**What the exercise asks**
A word-for-word repetition of all the entries is required.

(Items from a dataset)
*** Block opens ***
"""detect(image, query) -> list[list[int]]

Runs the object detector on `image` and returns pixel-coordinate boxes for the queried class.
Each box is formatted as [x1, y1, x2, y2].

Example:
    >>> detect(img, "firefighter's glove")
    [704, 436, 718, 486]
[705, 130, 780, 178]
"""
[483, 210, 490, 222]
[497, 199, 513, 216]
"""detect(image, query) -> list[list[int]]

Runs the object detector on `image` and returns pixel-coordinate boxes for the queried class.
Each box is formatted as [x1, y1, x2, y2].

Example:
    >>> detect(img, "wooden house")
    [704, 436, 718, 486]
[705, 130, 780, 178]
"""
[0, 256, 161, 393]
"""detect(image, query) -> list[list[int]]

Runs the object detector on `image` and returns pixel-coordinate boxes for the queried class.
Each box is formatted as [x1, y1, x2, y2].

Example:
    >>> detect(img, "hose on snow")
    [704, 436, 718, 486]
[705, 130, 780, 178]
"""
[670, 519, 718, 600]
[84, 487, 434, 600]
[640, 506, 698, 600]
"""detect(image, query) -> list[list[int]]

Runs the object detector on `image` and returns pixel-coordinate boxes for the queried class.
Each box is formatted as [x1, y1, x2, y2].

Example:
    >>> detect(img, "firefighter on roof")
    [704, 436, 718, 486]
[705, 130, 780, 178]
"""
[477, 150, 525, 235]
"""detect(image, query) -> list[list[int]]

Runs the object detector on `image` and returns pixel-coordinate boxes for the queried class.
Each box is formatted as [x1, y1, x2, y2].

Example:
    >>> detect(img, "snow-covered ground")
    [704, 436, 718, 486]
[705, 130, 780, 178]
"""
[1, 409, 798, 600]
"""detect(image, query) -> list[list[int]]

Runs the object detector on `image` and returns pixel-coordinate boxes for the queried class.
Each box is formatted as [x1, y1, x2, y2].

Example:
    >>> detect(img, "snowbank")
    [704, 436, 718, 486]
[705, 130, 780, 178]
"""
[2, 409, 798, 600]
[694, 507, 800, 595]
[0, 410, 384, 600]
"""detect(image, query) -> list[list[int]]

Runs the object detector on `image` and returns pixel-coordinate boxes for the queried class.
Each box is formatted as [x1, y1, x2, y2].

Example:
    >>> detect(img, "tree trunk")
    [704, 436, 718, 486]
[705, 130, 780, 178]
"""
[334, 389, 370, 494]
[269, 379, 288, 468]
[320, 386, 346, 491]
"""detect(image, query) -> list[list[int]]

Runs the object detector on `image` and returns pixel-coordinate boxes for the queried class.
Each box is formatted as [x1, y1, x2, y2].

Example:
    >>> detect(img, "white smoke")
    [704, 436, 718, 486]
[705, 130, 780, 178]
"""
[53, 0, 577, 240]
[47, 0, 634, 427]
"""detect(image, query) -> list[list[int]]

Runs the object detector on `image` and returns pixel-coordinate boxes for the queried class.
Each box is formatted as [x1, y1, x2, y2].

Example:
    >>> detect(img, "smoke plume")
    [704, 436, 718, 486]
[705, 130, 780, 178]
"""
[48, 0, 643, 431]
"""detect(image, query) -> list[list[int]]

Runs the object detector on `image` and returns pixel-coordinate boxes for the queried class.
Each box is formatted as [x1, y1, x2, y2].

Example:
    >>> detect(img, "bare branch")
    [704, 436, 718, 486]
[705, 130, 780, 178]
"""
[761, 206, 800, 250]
*** Block closes ***
**Answer section**
"""detect(image, query) -> list[list[int]]

Runs the object detector on `image` and returns pixel-coordinate boxes for the queried class.
Each box is formatted as [x1, y1, x2, y2].

Example:
    >>> detect(img, "firefighter's glove")
    [704, 436, 718, 486]
[705, 130, 780, 178]
"""
[483, 210, 490, 222]
[497, 199, 513, 216]
"""detect(image, query) -> list[list[int]]

Runs the object detector on `image` and returns pixel-coordinate boxes for the queried class.
Each box is formatted as [x1, y1, x2, y2].

Example:
    >>> detect(img, "wooden house")
    [704, 436, 718, 486]
[705, 130, 780, 178]
"""
[0, 256, 161, 393]
"""detect(image, query) -> list[list[int]]

Runs the object detector on `image` and returns pixel-coordinate boxes for the queried class.
Each box is formatted as [x1, y1, x2, y2].

Example:
    >>> detect(img, "hose on snow")
    [704, 436, 718, 486]
[705, 130, 780, 178]
"""
[670, 519, 718, 600]
[84, 487, 434, 600]
[640, 506, 698, 600]
"""detect(image, query) -> list[list[int]]

Runs the object detector on `image` and returns pixel-coordinate boxes for the queried class.
Each box is formatted as [x1, y1, x2, y2].

Example:
    >>> detect(img, "firefighter on roof")
    [704, 436, 718, 486]
[705, 130, 780, 178]
"""
[477, 150, 525, 235]
"""detect(image, query) -> list[list[int]]

Runs the object detector on `image` and returns pixel-coordinate boxes for the queried class.
Each box is formatted as [x1, y1, x2, y2].

Example:
    >>> detect(img, "snow-covered ground")
    [704, 436, 718, 486]
[705, 130, 780, 178]
"""
[1, 409, 798, 600]
"""detect(image, query) -> list[list[int]]

Runs the object detector on `image` and returns pixel-coordinate boxes for the queried class.
Each box is formatted as [x1, y1, x2, y2].

Example:
    >>> detect(img, "snowbank")
    [704, 436, 718, 486]
[705, 130, 780, 178]
"""
[2, 409, 798, 600]
[694, 507, 800, 595]
[0, 410, 384, 600]
"""detect(image, query) -> list[list[int]]

Runs the object detector on `image` and returns pixel-coordinate boxes for the queried class.
Each box is formatted as [x1, y1, x2, y2].

Example:
    >>> detect(img, "tree trunk")
    [704, 436, 718, 486]
[705, 130, 780, 178]
"""
[334, 389, 370, 494]
[269, 379, 288, 468]
[320, 386, 346, 491]
"""detect(image, query) -> list[list[int]]

Runs the object detector on `image` and returns pixel-coordinate boxes for the queried class.
Each box is formatted as [x1, y1, x2, y2].

Example:
    >>> detect(img, "white smoke")
    [704, 436, 718, 486]
[705, 130, 780, 178]
"""
[53, 0, 577, 240]
[47, 0, 634, 427]
"""detect(image, query) -> list[list[int]]

Runs the object detector on `image` and returns pixel-coordinate boxes for the queried class.
Each box is formatted as [x1, y1, x2, y2].

Example:
    >>> detect(img, "smoke plume")
    [704, 436, 718, 486]
[705, 130, 780, 178]
"""
[48, 0, 643, 431]
"""detect(image, query) -> list[list[int]]

Runs the object detector on `image` and returns pixel-coordinate boxes for the queried class.
Each box is formatted as [x1, y1, x2, y2].

Example:
    >>> detect(img, "bare branch")
    [704, 436, 718, 486]
[705, 130, 780, 178]
"""
[761, 206, 800, 250]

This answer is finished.